» EXERCISE 1
Write out the part of the account of the Little Owls starting at "There was a" and ending at "having camera trouble.)".
» EXERCISE 2
In the account of the Little Owls, translate this sentence into Spanish: "Then a Hobby flew out of a nearby tree, and Tom got a good picture of it."
» EXERCISE 3
Give what follows the last sentence of the account of the Little Owls.

» SELECTED PASSAGE

• • • • •

Thursday 15 June 2023

The Little Owl story continues

There was a lot of activity around the Little Owls' tree at the Round Pond. At our first visit the owl was out of sight, driven into the hole by a Magpie on the nest tree.


Then a Hobby flew out of a nearby tree, and Tom got a good picture of it. (I didn't -- I was having camera trouble.)


I've had a report of conflict between a Hobby and a Kestrel here. I'm pretty sure the Hobby pair are nesting outside the park this year, as I have been visiting this place daily and haven't heard the distinctive fast 'ki-ki-ki' call of a Hobby, though I have heard the slower and lower pitched call of a Kestrel several times. I think the Hobby had come into the park to hunt dragonflies, and Swifts if there were any, which there weren't today.

We came back later. Carefully approaching from a distance, we saw an owlet looking out of the hole. It went back in before we got any nearer.

• • • • •

» ENTRIES SHOWN
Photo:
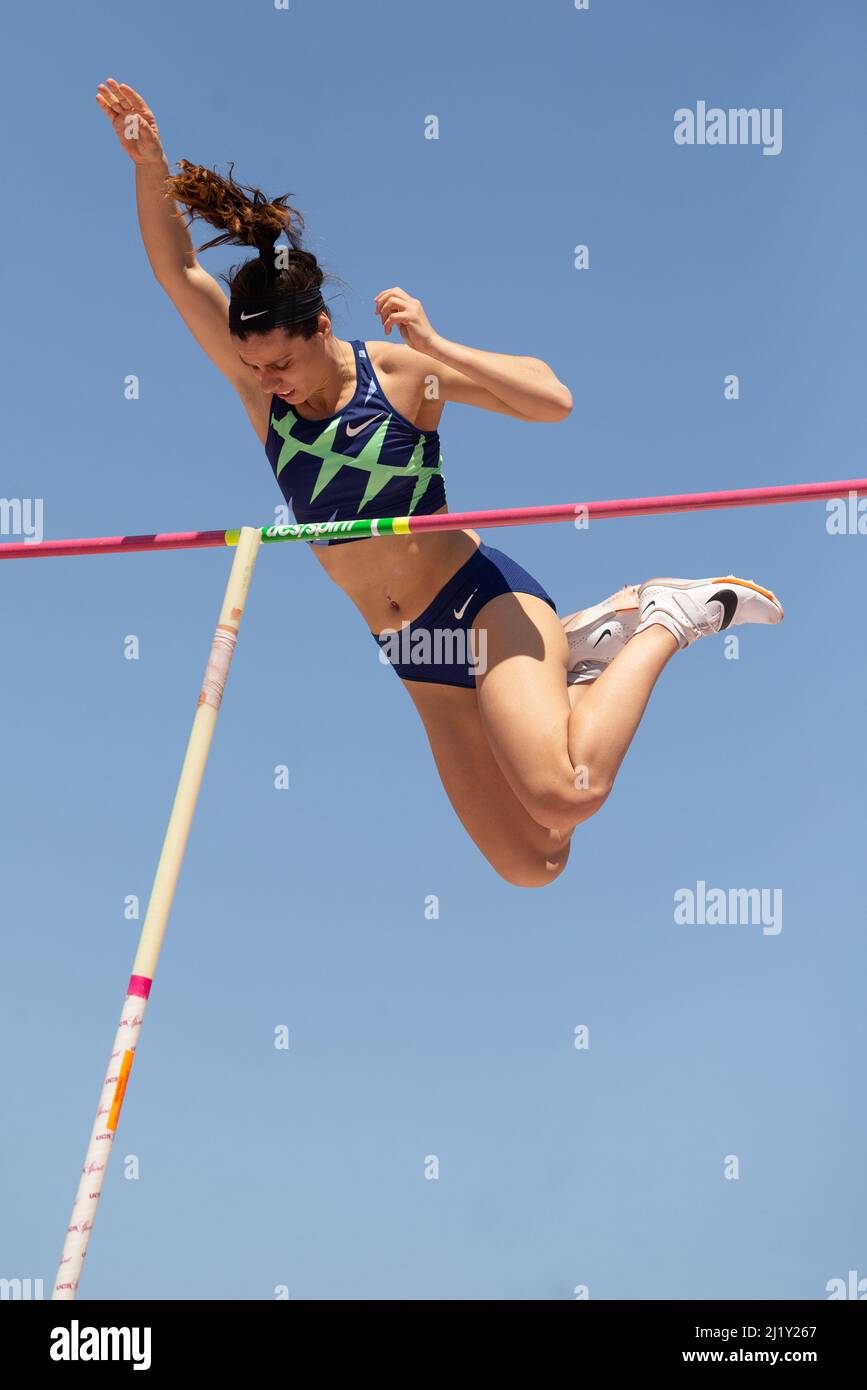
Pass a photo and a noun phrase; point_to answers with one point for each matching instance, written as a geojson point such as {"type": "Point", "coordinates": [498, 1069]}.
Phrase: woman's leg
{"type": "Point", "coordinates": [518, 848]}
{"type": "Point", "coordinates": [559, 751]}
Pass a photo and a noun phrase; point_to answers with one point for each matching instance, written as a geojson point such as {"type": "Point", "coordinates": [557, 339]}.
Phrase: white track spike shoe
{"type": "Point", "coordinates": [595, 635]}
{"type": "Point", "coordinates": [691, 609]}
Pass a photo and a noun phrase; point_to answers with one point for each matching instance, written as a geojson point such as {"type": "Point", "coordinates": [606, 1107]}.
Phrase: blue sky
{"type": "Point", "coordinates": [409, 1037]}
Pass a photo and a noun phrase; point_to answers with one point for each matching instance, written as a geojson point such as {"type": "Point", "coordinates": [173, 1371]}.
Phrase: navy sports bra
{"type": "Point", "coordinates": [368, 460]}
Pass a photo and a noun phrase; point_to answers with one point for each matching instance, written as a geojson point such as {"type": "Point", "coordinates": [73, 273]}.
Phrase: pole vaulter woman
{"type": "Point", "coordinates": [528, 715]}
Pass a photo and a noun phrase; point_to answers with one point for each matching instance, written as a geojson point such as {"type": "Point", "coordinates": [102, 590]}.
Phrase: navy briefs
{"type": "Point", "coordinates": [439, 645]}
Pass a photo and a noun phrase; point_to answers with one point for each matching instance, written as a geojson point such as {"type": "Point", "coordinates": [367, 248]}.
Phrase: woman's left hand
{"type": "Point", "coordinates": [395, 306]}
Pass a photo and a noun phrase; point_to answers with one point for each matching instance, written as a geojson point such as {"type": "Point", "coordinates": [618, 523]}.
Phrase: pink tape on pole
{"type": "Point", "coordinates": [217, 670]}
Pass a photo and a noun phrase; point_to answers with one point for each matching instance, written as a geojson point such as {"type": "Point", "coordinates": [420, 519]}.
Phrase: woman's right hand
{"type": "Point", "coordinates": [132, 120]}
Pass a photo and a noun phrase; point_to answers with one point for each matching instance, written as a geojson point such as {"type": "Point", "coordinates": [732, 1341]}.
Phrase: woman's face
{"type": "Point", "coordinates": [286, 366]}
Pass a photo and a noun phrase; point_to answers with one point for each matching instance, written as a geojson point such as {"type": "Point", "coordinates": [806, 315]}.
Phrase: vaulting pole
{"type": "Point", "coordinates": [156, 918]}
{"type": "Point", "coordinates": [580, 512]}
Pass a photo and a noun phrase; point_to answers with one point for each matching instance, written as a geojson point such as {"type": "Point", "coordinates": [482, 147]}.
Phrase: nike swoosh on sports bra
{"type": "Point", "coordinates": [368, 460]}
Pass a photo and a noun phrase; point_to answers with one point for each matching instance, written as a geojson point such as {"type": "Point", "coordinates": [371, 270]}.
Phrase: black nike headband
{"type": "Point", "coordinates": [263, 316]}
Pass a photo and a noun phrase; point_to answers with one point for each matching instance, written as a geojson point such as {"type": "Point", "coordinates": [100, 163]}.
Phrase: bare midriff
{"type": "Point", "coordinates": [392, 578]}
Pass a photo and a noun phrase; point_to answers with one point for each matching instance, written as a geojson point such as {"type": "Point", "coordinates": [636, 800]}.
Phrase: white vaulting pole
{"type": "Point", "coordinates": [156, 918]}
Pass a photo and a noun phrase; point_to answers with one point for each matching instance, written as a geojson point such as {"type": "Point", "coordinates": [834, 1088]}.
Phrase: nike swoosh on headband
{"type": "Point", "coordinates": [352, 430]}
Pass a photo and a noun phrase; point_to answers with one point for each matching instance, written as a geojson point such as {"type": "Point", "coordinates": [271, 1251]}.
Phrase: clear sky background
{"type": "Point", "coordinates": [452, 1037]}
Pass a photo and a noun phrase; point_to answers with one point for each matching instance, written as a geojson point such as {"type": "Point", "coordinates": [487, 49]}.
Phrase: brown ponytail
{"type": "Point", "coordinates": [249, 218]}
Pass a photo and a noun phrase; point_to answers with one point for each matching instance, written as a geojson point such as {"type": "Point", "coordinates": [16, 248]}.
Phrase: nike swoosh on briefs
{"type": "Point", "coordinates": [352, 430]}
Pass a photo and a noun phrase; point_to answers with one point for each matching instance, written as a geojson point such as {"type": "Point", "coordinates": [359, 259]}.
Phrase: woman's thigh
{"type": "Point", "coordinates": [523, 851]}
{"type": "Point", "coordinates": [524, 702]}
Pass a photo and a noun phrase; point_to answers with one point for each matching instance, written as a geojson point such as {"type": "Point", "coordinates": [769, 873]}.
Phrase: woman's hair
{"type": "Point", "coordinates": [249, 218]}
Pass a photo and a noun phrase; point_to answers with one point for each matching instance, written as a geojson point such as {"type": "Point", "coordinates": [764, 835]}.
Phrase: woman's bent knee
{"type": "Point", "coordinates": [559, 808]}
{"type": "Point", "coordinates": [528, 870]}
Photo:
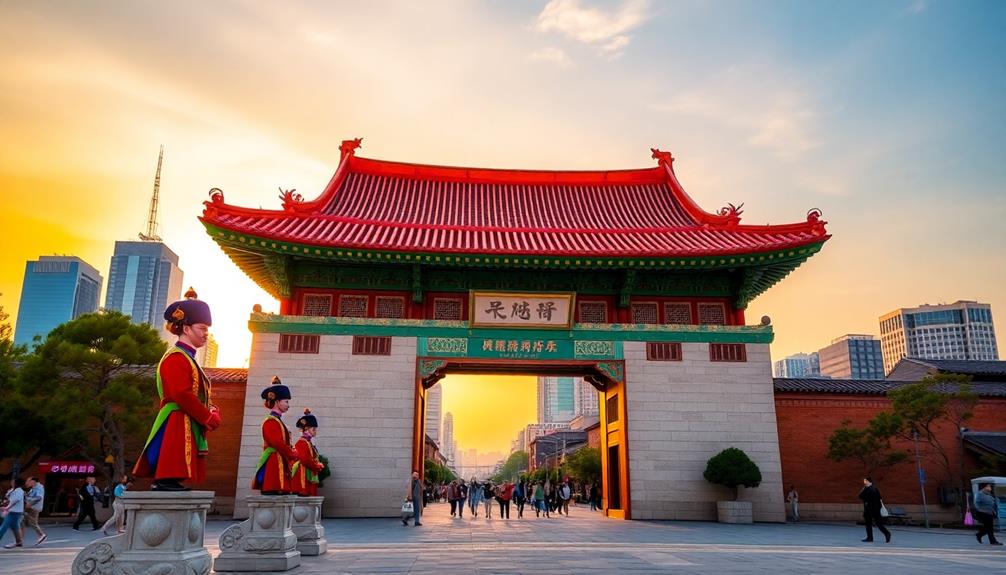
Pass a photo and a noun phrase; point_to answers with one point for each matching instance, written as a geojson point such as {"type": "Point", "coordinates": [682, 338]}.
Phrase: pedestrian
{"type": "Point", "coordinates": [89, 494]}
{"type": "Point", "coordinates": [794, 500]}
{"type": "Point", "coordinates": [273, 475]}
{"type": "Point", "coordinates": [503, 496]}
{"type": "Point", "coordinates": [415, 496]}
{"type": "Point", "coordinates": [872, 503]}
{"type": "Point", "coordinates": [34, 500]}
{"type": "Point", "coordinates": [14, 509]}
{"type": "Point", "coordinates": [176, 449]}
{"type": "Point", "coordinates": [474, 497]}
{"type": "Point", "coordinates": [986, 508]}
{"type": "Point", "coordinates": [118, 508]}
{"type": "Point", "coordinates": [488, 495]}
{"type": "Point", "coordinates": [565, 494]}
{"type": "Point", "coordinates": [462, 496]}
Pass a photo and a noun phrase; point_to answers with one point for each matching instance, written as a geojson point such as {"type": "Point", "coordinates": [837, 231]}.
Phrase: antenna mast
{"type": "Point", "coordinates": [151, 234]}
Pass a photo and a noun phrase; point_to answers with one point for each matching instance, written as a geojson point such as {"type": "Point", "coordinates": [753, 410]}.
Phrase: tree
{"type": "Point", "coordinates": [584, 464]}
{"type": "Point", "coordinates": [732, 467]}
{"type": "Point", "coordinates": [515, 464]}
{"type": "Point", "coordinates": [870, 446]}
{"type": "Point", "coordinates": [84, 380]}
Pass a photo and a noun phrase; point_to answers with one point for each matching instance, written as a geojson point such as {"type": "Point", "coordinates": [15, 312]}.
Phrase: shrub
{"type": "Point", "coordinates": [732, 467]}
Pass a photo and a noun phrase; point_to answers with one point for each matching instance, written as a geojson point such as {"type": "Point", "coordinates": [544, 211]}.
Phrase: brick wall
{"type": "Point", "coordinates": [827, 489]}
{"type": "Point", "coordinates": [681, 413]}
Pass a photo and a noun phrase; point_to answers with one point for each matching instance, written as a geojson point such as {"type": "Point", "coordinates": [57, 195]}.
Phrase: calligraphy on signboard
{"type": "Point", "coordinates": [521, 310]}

• • • • •

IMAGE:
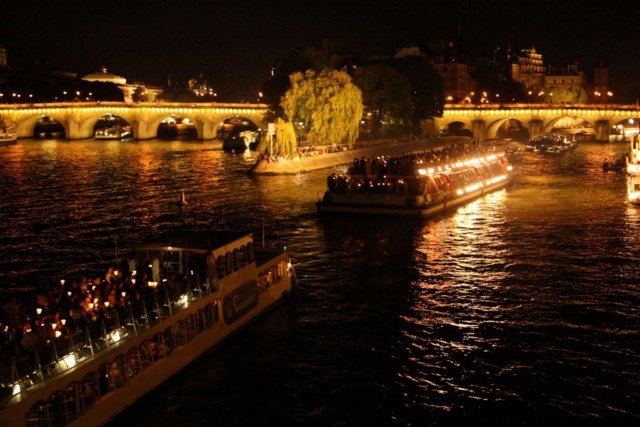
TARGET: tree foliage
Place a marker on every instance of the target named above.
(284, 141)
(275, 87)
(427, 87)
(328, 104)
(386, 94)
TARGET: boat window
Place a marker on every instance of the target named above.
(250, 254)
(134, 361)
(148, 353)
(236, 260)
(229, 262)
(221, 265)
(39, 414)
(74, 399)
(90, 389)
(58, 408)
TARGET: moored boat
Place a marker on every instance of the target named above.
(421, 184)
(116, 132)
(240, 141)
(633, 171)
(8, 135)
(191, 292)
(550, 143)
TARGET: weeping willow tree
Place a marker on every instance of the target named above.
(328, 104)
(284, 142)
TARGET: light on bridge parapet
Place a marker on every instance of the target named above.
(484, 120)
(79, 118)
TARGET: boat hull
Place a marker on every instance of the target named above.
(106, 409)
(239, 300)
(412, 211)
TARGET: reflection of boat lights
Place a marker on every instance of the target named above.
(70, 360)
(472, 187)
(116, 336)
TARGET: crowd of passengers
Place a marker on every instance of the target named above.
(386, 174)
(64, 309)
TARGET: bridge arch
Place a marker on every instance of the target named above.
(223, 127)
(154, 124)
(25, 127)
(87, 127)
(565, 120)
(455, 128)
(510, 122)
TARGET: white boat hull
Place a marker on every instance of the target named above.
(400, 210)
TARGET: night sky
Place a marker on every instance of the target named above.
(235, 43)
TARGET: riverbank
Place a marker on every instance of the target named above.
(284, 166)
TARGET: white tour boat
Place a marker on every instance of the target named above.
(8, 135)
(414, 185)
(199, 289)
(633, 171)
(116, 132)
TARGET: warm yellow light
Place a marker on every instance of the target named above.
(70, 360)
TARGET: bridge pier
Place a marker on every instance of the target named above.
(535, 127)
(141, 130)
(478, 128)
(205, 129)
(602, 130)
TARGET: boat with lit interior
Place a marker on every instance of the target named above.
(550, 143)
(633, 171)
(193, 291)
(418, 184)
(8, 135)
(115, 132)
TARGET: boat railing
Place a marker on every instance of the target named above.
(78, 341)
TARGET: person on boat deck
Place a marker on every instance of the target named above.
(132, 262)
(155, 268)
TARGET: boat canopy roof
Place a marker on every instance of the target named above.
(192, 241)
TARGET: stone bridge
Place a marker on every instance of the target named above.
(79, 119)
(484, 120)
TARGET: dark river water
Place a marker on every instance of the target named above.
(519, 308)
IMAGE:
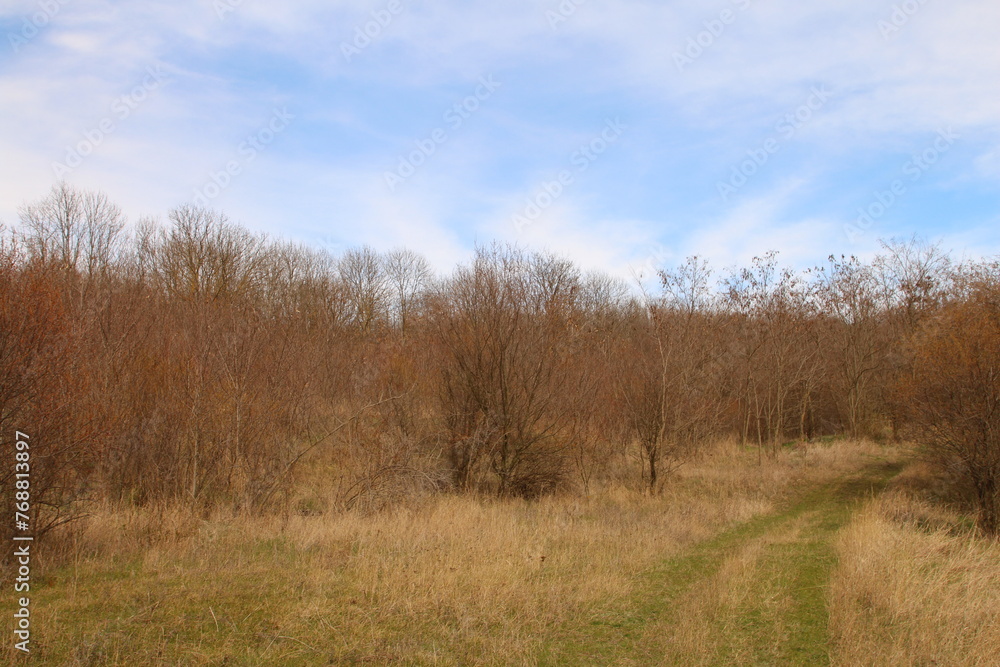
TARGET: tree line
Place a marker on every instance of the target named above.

• • • • •

» ANSWER SPACE 1
There was a lot of activity around the Little Owls' tree at the Round Pond. At our first visit the owl was out of sight, driven into the hole by a Magpie on the nest tree.


Then a Hobby flew out of a nearby tree, and Tom got a good picture of it. (I didn't -- I was having camera trouble.)

» ANSWER SPACE 2
Entonces un alcotán salió volando de un árbol cercano, y Tom le sacó una buena foto.

» ANSWER SPACE 3
The male little Owl had been hunting in the daytime, something he would do only to feed chicks as he is very shy of people and dogs when on the ground. Tom got a picture of him with what looks like a beetle on a branch of the nest tree.


The owl was not at all pleased to see us and shouted angrily from a horse chestnut. He will usually tolerate me when I come alone, but several people alarm him.


Otherwise it was an uneventful day, but there was plenty of ordinary life to see. A Wren sang on a post beside the Long Water.


A young Robin basked in the sunshine in a flower bed in the Flower Walk.


Near the leaf yard a Blackbird preened on a twig ...


... and a Chaffinch and a Greenfinch looked at each other in a treetop.


A Jackdaw at Queen's Gate waited patiently for a peanut.


Someone was feeding strawberries to the Rose-Ringed Parakeets. In their usual wasteful style they tended to take just one bite and drop it.


A Grey Heron surveyed the scene from a post beside the Vista.


The Coots nesting at the Dell restaurant are mad about menus and have plastered their nest with them. They should have chicks any time now.


The eldest Greylag goslings are beginning to get a grown-up look ...


... but the newest are still tiny.


The four Mallard ducklings are now healthy teenagers and are beginning to grow flight feathers.


A female Black-Tailed Skimmer dragonfly landed on a tree in the Flower Walk.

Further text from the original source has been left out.